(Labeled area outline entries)
+++

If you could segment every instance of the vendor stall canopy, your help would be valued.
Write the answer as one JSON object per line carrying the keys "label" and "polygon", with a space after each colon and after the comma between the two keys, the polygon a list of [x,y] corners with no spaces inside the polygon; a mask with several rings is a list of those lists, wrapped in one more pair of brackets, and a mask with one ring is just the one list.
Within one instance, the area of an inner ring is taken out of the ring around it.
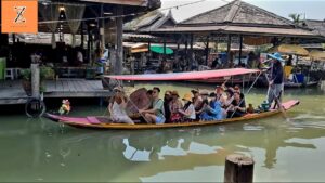
{"label": "vendor stall canopy", "polygon": [[325,61],[325,51],[313,50],[309,53],[309,56],[314,61]]}
{"label": "vendor stall canopy", "polygon": [[292,55],[300,55],[300,56],[309,55],[309,51],[298,44],[281,44],[275,48],[272,48],[269,52],[270,53],[280,52],[283,54],[292,54]]}

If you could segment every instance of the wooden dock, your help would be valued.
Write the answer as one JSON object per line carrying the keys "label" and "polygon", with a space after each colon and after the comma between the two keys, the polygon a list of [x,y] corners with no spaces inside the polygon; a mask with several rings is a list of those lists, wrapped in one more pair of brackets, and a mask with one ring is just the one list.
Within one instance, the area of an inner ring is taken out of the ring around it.
{"label": "wooden dock", "polygon": [[[0,105],[24,104],[28,100],[21,80],[0,81]],[[46,81],[44,99],[49,97],[107,97],[101,80],[58,79]]]}

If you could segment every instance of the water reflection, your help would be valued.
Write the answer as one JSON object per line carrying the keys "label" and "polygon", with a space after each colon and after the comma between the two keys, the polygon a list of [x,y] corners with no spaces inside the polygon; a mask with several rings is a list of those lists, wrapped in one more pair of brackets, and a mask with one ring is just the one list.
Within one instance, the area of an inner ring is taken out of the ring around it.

+++

### Task requirements
Rewrite all of the material above, changing "your help would be valued" to "your assistance would be appreciated" wherever it occurs and keeping everything else the same. Leave the pictures out of your version.

### Solution to this task
If you could segment every instance of the vendor stall canopy, your assistance would be appreciated.
Write the answer as one JSON object per line carrying the keys "label" and "polygon", with a space after each colon and after the comma between the two keys, the polygon a list of [x,y] corners with no spaces inside the polygon; a mask with several rings is a list of those lists, wrapped in one more pair of brackets, and a mask with one ring is just the one list.
Within one instance, the area of an inner ring is taken out of the ring around it.
{"label": "vendor stall canopy", "polygon": [[325,61],[325,51],[313,50],[309,53],[309,56],[314,61]]}
{"label": "vendor stall canopy", "polygon": [[292,55],[300,55],[300,56],[309,55],[309,51],[298,44],[281,44],[275,48],[272,48],[269,52],[270,53],[280,52],[283,54],[292,54]]}

If you could segment every instance of the wooden dock, your assistance would be appreciated.
Write the answer as one JSON object per line carrying the keys "label" and "polygon", with a space after each colon and after the comma between the two keys, the polygon a list of [x,y] corners with no spaces inside the polygon; a mask with several rings is a list of those lists, wrapped in one more pair of brackets, and a mask with one ring is just the one list.
Within one instance, the area of an inner ring is taken out of the ring around it.
{"label": "wooden dock", "polygon": [[[0,105],[24,104],[28,100],[21,80],[0,81]],[[46,81],[44,99],[49,97],[107,97],[101,80],[58,79]]]}

If you could segment every instance of the water reflection, your assistance would be appreciated.
Write the answer as one JSON object per line carrying the keys "label" and "polygon", with a space after each colon and after the comma between the two keys, the polygon a list of [x,y] corners with no spaces inside the polygon; a mask with several rings is a list of those lists, wrapped in one more pair of brackets, and a mask with one ring is just the one list.
Within one instance, the area of an inner ring is taken out of the ring around it.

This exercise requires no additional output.